## Text block
┌──

UNITED STATES
SECURITIES AND EXCHANGE COMMISSION

WASHINGTON, DC 20549

 

FORM 8-K

 

CURRENT REPORT PURSUANT
TO SECTION 13 OR 15(d) OF THE
SECURITIES EXCHANGE ACT OF 1934

 

Date of report (Date of earliest event reported): July 23, 2015

 

HOSPITALITY PROPERTIES TRUST

(Exact Name of Registrant as Specified in Its Charter)

 

Maryland

(State or Other Jurisdiction of Incorporation)

 

1-11527

 

04-3262075

(Commission File Number)

 

(IRS Employer Identification No.)

 

 

 

Two Newton Place
255 Washington Street, Suite 300,
Newton, Massachusetts

 

02458-1634

(Address of Principal Executive Offices)

 

(Zip Code)

 

617-964-8389

(Registrant’s Telephone Number, Including Area Code)

 

Check the appropriate box below if the Form 8-K filing is intended to simultaneously satisfy the filing obligation of the registrant under any of the following provisions:

 

o            Written communications pursuant to Rule 425 under the Securities Act (17 CFR 230.425)

 

o            Soliciting material pursuant to Rule 14a-12 under the Exchange Act (17 CFR 240.14a-12)

 

o            Pre-commencement communications pursuant to Rule 14d-2(b) under the Exchange Act (17 CFR 240.14d-2(b))

 

o            Pre-commencement communications pursuant to Rule 13e-4(c) under the Exchange Act (17 CFR 240.13e-4(c))

 

 

 



 

In this Current Report on Form 8-K, the terms “we”, “us” and “our” refer to Hospitality Properties Trust and certain of its subsidiaries, unless otherwise noted.

 

Item 1.01.  Entry into a Material Definitive Agreement.

└──

## Data for analysis

┌──

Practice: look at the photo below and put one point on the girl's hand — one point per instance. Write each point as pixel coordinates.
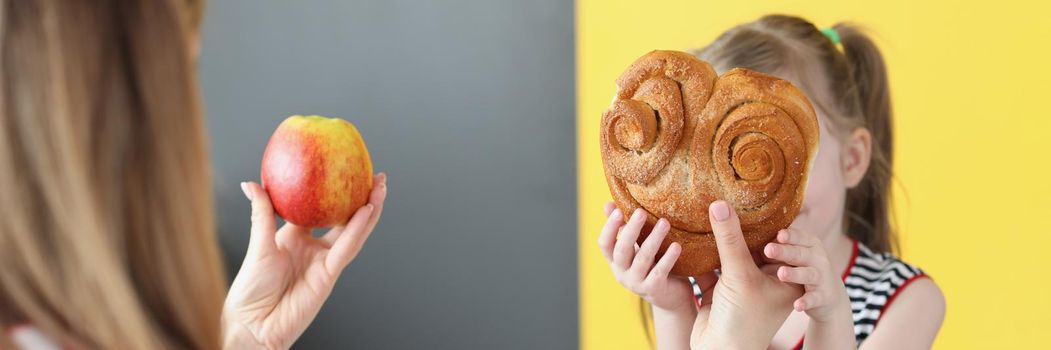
(825, 297)
(288, 273)
(747, 304)
(636, 267)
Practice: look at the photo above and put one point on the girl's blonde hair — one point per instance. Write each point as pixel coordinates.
(847, 82)
(108, 238)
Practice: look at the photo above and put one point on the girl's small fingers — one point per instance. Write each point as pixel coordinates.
(788, 253)
(770, 269)
(608, 237)
(800, 275)
(663, 266)
(623, 250)
(647, 251)
(797, 238)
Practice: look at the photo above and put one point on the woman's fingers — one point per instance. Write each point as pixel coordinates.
(733, 249)
(264, 224)
(797, 238)
(808, 301)
(663, 266)
(800, 275)
(623, 250)
(350, 241)
(706, 282)
(647, 251)
(790, 254)
(376, 198)
(608, 237)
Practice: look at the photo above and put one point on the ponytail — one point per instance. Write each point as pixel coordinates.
(868, 204)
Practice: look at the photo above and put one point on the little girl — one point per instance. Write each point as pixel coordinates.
(839, 248)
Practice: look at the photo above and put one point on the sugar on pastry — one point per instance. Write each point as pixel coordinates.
(678, 137)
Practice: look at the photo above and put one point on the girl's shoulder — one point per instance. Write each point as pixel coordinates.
(871, 270)
(901, 297)
(878, 280)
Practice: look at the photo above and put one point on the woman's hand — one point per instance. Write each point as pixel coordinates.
(747, 304)
(288, 273)
(636, 267)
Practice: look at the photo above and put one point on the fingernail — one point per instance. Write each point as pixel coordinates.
(719, 210)
(637, 214)
(661, 224)
(244, 188)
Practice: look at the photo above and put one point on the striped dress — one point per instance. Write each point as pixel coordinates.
(872, 281)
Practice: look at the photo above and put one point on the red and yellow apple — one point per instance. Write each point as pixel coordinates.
(316, 170)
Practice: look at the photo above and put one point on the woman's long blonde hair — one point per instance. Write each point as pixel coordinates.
(107, 237)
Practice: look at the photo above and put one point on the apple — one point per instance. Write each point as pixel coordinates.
(316, 170)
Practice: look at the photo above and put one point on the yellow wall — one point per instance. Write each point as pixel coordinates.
(971, 86)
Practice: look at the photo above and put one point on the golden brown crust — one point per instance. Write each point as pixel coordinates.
(678, 138)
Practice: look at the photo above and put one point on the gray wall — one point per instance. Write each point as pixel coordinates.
(468, 105)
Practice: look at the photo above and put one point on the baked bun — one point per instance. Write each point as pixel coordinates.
(677, 137)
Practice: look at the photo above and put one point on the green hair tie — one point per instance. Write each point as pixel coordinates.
(832, 35)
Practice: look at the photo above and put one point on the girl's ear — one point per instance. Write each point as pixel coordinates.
(857, 153)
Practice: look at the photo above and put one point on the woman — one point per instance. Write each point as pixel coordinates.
(108, 239)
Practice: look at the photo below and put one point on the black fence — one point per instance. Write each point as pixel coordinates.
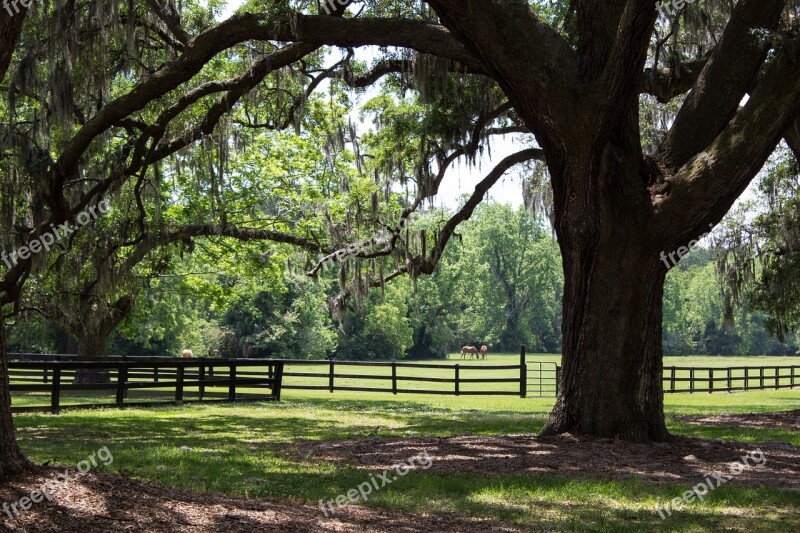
(404, 378)
(144, 381)
(168, 379)
(729, 379)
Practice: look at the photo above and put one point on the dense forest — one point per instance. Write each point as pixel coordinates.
(501, 283)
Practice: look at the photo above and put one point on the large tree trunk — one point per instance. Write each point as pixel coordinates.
(611, 366)
(613, 290)
(12, 460)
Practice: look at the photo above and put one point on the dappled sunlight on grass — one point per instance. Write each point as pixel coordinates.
(241, 450)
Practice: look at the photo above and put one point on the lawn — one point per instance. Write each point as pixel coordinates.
(240, 450)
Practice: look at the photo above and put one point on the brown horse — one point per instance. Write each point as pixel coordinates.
(471, 350)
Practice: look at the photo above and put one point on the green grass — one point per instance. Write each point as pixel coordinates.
(237, 450)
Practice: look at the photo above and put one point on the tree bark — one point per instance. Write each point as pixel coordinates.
(12, 460)
(612, 342)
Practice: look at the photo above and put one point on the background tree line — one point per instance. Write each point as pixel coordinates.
(500, 282)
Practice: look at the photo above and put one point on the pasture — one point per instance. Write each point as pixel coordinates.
(286, 453)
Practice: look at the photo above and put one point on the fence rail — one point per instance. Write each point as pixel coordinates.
(730, 379)
(199, 379)
(178, 380)
(396, 381)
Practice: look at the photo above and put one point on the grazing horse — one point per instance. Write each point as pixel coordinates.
(471, 350)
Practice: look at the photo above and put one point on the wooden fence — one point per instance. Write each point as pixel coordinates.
(201, 379)
(396, 378)
(163, 379)
(729, 379)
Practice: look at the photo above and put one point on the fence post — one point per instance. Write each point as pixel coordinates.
(277, 383)
(523, 373)
(55, 396)
(179, 385)
(232, 382)
(202, 386)
(558, 379)
(122, 379)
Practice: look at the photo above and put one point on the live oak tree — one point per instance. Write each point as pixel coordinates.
(568, 73)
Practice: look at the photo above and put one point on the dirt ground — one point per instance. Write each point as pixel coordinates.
(102, 502)
(784, 420)
(682, 461)
(107, 503)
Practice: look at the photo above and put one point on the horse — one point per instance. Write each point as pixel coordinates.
(471, 350)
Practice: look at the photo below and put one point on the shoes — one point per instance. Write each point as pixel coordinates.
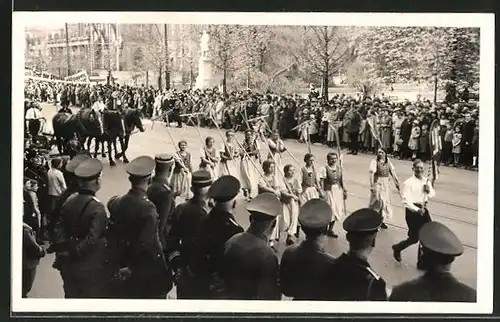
(396, 254)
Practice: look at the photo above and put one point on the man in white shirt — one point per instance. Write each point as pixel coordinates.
(99, 105)
(417, 190)
(56, 184)
(32, 118)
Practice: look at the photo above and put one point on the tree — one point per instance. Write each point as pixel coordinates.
(362, 76)
(433, 55)
(225, 45)
(326, 50)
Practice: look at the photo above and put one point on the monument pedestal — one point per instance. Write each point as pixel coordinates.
(207, 77)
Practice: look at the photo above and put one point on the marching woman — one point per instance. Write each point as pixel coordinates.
(229, 154)
(209, 158)
(181, 178)
(381, 170)
(276, 147)
(290, 199)
(331, 181)
(308, 175)
(249, 174)
(268, 183)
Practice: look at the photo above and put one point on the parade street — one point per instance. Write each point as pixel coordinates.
(455, 204)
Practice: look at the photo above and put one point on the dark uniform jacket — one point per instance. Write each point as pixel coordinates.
(160, 194)
(133, 233)
(215, 230)
(303, 271)
(250, 269)
(81, 228)
(31, 250)
(434, 287)
(352, 279)
(186, 220)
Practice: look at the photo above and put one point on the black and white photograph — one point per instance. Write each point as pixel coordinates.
(255, 159)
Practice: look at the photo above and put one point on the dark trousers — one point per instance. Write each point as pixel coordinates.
(28, 279)
(84, 285)
(414, 221)
(354, 145)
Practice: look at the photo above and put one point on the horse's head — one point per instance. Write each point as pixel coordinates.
(133, 117)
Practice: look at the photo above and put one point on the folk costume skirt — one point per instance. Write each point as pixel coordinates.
(181, 184)
(290, 217)
(335, 198)
(380, 200)
(249, 175)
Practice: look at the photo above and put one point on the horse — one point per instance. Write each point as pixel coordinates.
(65, 130)
(132, 118)
(89, 126)
(114, 128)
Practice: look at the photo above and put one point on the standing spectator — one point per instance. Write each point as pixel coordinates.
(32, 213)
(414, 139)
(457, 146)
(475, 147)
(448, 145)
(32, 252)
(424, 150)
(56, 185)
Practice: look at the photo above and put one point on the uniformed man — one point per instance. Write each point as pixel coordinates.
(214, 231)
(142, 272)
(82, 229)
(440, 247)
(185, 223)
(304, 267)
(351, 278)
(72, 188)
(160, 193)
(250, 265)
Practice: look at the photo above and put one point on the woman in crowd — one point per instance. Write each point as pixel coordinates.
(181, 178)
(249, 174)
(269, 183)
(290, 199)
(209, 157)
(332, 184)
(381, 170)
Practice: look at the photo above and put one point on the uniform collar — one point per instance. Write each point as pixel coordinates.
(84, 191)
(137, 192)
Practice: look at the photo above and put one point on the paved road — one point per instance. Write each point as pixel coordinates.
(455, 205)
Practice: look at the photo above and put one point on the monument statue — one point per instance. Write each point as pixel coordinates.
(204, 44)
(207, 75)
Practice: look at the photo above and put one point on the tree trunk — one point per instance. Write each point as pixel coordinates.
(248, 77)
(325, 86)
(159, 78)
(224, 80)
(435, 89)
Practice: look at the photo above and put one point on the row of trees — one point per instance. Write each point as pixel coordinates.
(285, 58)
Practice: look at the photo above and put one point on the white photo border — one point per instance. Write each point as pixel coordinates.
(484, 21)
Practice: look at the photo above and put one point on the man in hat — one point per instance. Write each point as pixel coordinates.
(160, 193)
(72, 188)
(351, 277)
(214, 231)
(181, 240)
(304, 267)
(83, 224)
(416, 192)
(250, 266)
(142, 270)
(440, 247)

└──

## Requirement 1
In the Hospitality Properties Trust Form 8-K, what is the date of the earliest event reported?
## Requirement 2
Print the part of the Hospitality Properties Trust Form 8-K that opens with the words containing "(Registrant’s Telephone Number, Including" and closes with "(17 CFR 240.14a-12)", word for word.
## Requirement 3
Pick up the Hospitality Properties Trust Form 8-K at the point where it stops and keep writing.

## Task answer 1
July 23, 2015

## Task answer 2
(Registrant’s Telephone Number, Including Area Code)

 

Check the appropriate box below if the Form 8-K filing is intended to simultaneously satisfy the filing obligation of the registrant under any of the following provisions:

 

o            Written communications pursuant to Rule 425 under the Securities Act (17 CFR 230.425)

 

o            Soliciting material pursuant to Rule 14a-12 under the Exchange Act (17 CFR 240.14a-12)

## Task answer 3
 

On July 23, 2015, our taxable REIT subsidiary entered long term management agreements, or the Management Agreements, with Sonesta International Hotels, Inc., or Sonesta, which we previously announced that we expected to enter in connection with our then pending acquisition of nine extended stay hotels located in eight states.  That acquisition closed on July 23, 2015.  Under the terms of the Management Agreements, the hotels are being rebranded as Sonesta ES Suites® hotels.

 

The Management Agreements have been added to our Pooling Agreement with Sonesta, or the Pooling Agreement, as a result of which our management agreements with Sonesta for 31 hotels we own will be pooled under that agreement.  The terms of the Management Agreements are substantially the same as those contained in our existing pooled management agreements with Sonesta relating to limited service hotels.  The principal terms of our existing pooled management agreements with Sonesta and the Pooling Agreement are described in Notes 6 and 9 to our Consolidated Financial Statements in Part IV, Item 15 of our Annual Report on Form 10-K for the year ended December 31, 2014, or our Annual Report, and Notes 10 and 11 to our Condensed Consolidated Financial Statements in Part I, Item 1 of our Quarterly Report on Form 10-Q for the quarter ended March 31, 2015, or our March 2015 Quarterly Report, which descriptions are incorporated herein by reference.

 

Our entering into the Management Agreements and the pooling of those agreements under the Pooling Agreement and the terms thereof, and the rebranding of the hotels to the Sonesta ES Suites® brand were approved by our Independent Trustees.

 

The foregoing descriptions of the Management Agreements and the Pooling Agreement are not complete and are subject to and qualified in their entirety by reference to the representative form of our existing pooled management agreements with Sonesta relating to limited service hotels, as amended, and to the copy of the Pooling Agreement, which were filed as Exhibits 10.10 and 10.12 to Amendment No. 2 to our Quarterly Report on Form 10-Q/A for the quarter ended June 30, 2012, respectively, and are incorporated herein by reference.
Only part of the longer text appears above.